Image point grounding data
####################

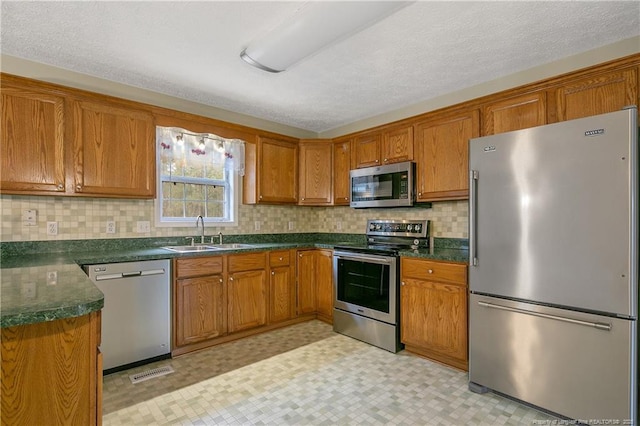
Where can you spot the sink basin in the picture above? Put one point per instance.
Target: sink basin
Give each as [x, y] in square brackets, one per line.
[210, 247]
[231, 246]
[191, 249]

####################

→ Goal of the exercise: From the line holding "Target: sink basin" through the final line of the data above, copy every line exactly as written. Include nothing else.

→ Result for this task:
Target: sink basin
Give each as [x, y] in square brackets, one per line.
[210, 247]
[231, 246]
[191, 249]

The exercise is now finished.